**PAGE:**

I just scored another free treadmill off Craigslist.  I'm planning to use the motor on the WT drill press I just acquired.  It is hard to beat free.  If it dies from shop dust, I wait for another treadmill to show up on CL.


----------



## sdy5001 (May 2, 2021)

markba633csi said:


> 20 amps is about the limit from a 120 volt circuit and you are right most dc drives top out at about 1.5 to 2 HP.   Personally if I was determined to use that motor I would modify a KB drive with bigger scrs, heatsink, and wind a custom "horsepower" resistor but that might be a bit out of your wheelhouse.
> Also, anything above about 1.5 HP should really be run on 240 volts for efficiency's sake
> -Mark
> I believe in larger sizes you get smoother power delivery from 3-phase motors, from what owners of larger lathes have said on the forum


Mark, first off thank you, but secondly, how can I make that something I'm comfortable doing aside from taking some courses at the local tech school because that fundamental knowledge would seemingly be advantageous quite often. Anyhow, for the time being, I think I did something like that anyhow...I bought an SCR off eBay, had some full bridge rectifiers laying around, and made a little aluminum housing box, wired it all up and ran it slowly for a few minutes to listen and see what was what. The motor sounded fine and everything seemed ok so I ran it harder for a few minutes with a temp gun handy and everything stayed cool except the rectifier so I bolted that to a larger piece of aluminum and wired in a little computer fan and so far, everything seems good...


----------



## markba633csi (May 2, 2021)

The thing you'll run into without some type of current/voltage sensing is the motor speed will vary depending on the load.  The KB and others have circuitry to correct that, which is why they cost a bit more than a simple "light dimmer" or "router speed control"
May not be an issue for you- you may not ever load that motor enough to notice it


----------



## Packard V8 (May 2, 2021)

markba633csi said:


> I like DC drives, but then I've been lucky as far as finding motors. The one I'm using currently is a husky 4-brush _EG&G _servo motor with a KB scr controller. Buying surplus you can save a lot. Total outlay about 70$
> The old technology scr speed controls are easy and cheap to fix (not that they need frequent fixing in my experience)  something you can't do easily with VFDs for the most part
> They are a bit hummy but I don't mind- I just hum louder
> -Mark


Where might one find a KB SCR controller?

**SUPPLIED INFORMATION:**
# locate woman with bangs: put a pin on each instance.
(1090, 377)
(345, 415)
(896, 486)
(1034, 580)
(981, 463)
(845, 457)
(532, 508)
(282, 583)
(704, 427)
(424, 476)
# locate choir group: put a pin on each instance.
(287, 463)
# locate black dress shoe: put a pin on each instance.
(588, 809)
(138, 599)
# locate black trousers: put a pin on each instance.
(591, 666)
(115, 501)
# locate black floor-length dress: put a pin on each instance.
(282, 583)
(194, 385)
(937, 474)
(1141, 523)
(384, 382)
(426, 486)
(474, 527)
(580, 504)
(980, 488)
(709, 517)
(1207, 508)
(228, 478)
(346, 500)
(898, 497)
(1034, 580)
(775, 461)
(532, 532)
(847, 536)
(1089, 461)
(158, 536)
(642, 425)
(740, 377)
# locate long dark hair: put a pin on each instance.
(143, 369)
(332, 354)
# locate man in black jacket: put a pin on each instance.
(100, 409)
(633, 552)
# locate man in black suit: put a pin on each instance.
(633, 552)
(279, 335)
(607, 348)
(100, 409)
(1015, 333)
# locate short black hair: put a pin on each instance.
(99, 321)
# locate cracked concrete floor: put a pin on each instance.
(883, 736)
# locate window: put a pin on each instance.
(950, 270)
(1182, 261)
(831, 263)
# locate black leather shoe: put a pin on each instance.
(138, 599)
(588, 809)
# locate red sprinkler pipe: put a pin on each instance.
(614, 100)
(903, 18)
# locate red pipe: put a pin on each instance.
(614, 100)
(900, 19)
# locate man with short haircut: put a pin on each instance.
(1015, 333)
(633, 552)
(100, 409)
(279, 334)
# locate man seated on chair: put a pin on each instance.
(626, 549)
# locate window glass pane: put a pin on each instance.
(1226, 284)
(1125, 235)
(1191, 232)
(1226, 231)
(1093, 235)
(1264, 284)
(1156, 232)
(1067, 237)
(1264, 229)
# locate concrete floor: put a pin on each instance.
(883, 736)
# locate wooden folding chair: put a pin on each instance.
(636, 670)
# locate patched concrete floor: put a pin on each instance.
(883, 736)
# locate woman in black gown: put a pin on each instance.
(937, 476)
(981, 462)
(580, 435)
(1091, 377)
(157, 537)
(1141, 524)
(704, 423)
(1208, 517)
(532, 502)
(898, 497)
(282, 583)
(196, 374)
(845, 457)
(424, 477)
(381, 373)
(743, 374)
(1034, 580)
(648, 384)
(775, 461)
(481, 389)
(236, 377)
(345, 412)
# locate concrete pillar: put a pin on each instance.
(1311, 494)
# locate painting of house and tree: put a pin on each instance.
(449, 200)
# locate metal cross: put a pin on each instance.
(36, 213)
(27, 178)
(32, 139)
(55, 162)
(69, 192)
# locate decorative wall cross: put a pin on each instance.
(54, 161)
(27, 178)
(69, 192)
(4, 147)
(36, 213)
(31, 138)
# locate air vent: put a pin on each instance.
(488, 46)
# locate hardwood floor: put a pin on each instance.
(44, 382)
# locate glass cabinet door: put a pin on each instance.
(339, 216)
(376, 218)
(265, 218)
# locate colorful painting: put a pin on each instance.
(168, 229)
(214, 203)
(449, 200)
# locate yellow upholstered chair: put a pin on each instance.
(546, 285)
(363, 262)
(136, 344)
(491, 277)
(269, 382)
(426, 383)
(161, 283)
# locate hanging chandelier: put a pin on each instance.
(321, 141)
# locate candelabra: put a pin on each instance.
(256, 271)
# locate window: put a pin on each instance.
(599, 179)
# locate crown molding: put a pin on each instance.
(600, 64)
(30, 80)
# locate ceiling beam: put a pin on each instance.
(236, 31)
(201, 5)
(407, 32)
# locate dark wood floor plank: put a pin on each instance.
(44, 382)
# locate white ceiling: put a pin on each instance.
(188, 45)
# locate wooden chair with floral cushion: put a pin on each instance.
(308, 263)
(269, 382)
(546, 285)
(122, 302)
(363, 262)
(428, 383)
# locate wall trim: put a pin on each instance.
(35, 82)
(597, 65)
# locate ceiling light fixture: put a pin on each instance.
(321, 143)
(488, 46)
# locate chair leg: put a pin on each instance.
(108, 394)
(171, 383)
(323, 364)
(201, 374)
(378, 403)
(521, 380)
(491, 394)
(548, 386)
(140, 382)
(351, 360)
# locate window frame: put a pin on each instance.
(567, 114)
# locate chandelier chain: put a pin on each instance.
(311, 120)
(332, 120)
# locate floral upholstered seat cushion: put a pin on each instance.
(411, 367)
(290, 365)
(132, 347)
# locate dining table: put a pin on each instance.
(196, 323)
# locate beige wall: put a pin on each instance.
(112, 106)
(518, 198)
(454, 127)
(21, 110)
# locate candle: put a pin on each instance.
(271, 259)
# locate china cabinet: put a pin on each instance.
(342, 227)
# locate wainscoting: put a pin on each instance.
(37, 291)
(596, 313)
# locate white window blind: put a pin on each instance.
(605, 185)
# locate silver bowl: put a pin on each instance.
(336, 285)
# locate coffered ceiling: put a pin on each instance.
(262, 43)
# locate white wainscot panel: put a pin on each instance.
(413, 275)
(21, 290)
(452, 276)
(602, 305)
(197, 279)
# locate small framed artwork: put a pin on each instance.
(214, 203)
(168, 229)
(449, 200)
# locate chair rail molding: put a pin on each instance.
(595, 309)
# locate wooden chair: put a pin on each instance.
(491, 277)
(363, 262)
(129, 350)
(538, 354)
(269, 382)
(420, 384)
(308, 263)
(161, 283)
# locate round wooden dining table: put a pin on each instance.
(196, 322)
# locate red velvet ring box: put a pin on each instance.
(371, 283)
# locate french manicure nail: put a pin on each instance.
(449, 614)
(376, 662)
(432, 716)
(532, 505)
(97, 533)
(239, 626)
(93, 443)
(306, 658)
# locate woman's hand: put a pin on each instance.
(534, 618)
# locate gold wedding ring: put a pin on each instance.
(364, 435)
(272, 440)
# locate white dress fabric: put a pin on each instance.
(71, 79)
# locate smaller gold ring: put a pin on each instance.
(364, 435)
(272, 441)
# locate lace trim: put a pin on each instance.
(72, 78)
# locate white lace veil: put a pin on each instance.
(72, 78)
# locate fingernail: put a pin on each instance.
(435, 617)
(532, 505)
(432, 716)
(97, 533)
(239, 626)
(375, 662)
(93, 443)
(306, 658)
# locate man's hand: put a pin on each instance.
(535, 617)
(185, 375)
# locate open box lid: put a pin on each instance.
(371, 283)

**OBJECTIVE:**
From the motor thread above, extract the passage that starts at the words "Mark, first off" and ends after the words "everything seems good...", copying it unchanged.

**ANSWER FOR THIS EXERCISE:**
Mark, first off thank you, but secondly, how can I make that something I'm comfortable doing aside from taking some courses at the local tech school because that fundamental knowledge would seemingly be advantageous quite often. Anyhow, for the time being, I think I did something like that anyhow...I bought an SCR off eBay, had some full bridge rectifiers laying around, and made a little aluminum housing box, wired it all up and ran it slowly for a few minutes to listen and see what was what. The motor sounded fine and everything seemed ok so I ran it harder for a few minutes with a temp gun handy and everything stayed cool except the rectifier so I bolted that to a larger piece of aluminum and wired in a little computer fan and so far, everything seems good...